--- Data supplied ---

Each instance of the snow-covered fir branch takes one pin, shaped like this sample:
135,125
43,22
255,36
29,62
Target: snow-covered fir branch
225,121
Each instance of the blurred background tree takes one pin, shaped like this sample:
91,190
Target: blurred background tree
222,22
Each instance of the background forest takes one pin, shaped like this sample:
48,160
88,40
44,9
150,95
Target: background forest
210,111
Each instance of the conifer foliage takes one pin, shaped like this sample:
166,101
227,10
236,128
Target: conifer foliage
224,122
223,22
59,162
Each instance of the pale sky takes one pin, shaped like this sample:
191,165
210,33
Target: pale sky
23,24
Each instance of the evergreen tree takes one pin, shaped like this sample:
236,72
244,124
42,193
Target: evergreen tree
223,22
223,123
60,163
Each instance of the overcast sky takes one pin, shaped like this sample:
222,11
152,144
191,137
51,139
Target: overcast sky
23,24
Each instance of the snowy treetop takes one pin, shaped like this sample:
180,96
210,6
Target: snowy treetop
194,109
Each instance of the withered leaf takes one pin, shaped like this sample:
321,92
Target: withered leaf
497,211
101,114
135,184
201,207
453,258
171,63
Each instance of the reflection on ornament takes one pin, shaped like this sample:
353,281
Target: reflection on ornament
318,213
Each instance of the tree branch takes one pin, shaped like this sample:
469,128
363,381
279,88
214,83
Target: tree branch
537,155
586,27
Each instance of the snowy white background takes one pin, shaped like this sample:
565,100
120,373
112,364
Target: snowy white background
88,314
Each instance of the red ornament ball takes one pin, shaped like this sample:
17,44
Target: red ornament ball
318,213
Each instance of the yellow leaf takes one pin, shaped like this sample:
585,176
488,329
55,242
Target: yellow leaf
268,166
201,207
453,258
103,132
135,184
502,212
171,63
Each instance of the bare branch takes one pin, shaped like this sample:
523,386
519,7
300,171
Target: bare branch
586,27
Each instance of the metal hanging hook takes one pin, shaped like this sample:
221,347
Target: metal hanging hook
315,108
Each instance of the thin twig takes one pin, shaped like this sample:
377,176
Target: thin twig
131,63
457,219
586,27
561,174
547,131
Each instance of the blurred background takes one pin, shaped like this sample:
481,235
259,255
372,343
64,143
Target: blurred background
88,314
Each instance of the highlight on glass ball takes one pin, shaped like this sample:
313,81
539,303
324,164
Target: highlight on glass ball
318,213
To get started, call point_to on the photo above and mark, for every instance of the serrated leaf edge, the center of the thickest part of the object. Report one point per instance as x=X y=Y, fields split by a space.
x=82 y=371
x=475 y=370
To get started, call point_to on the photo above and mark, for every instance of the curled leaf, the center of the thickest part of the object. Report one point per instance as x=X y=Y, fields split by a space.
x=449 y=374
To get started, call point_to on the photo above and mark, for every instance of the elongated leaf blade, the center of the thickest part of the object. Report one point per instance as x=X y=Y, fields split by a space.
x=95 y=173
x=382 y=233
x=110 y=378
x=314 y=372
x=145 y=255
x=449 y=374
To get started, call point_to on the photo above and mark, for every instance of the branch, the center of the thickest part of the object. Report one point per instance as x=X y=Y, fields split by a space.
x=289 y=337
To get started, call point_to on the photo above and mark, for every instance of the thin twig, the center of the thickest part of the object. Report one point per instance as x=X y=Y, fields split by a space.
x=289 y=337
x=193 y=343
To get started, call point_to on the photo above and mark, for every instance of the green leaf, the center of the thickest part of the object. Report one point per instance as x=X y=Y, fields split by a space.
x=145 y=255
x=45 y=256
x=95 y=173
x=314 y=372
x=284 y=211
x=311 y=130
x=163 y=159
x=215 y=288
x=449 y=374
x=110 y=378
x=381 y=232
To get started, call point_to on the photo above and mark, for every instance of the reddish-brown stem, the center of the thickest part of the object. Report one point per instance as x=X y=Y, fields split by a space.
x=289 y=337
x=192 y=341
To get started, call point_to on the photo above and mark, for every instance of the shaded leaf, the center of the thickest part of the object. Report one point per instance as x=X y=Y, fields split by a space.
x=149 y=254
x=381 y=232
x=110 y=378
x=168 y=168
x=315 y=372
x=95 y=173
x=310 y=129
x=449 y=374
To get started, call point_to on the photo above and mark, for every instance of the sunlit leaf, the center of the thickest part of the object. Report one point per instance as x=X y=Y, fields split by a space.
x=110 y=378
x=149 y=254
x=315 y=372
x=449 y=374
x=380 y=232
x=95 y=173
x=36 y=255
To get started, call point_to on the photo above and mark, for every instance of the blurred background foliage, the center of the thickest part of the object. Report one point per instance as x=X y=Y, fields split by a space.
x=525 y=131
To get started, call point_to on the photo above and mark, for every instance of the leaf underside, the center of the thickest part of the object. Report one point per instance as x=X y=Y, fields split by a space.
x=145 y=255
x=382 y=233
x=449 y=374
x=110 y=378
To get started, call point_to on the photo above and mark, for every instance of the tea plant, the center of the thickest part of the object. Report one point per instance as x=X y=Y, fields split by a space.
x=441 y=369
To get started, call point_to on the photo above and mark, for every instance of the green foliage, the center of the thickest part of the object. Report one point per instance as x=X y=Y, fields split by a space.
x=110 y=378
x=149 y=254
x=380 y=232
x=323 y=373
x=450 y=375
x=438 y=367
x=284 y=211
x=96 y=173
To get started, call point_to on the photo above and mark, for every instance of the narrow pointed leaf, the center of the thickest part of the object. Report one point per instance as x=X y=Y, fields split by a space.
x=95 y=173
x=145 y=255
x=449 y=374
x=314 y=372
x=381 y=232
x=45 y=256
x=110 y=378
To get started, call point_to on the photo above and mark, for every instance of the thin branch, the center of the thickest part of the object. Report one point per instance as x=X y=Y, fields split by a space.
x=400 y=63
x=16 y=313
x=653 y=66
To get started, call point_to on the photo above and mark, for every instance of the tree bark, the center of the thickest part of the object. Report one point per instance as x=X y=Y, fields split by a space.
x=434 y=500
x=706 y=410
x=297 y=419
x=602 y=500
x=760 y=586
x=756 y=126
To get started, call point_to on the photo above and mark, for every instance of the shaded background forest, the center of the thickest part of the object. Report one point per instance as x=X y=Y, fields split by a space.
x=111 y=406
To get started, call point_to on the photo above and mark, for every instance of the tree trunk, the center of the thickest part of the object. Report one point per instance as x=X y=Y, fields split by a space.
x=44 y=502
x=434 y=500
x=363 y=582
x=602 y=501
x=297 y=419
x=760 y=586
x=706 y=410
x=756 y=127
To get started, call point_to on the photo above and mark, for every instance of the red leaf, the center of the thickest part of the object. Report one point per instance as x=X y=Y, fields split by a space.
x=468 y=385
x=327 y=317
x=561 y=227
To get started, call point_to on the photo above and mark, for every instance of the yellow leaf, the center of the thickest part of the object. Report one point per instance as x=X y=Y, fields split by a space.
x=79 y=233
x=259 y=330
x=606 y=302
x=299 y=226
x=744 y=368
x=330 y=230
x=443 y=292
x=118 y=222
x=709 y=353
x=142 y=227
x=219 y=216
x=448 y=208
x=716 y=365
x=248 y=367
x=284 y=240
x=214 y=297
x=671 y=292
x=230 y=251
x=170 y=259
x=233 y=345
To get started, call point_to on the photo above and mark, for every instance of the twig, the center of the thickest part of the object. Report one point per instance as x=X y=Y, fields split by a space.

---

**What you need to do**
In the entries above, find the line holding "Each instance of the snowy treetop" and the line holding "Each instance of the reflection"; print both of them and every line between, exactly, and nothing else.

**Answer to this exercise**
Each instance of the snowy treetop takes one pin, shaped like this sample:
180,96
210,6
Target: snowy treetop
194,109
Each instance of the withered leaf takes one pin, shaped like this sample:
321,92
Target: withered leaf
497,211
101,114
135,184
201,207
453,258
171,63
Each instance of the reflection on ornament takes one pin, shaped like this sample:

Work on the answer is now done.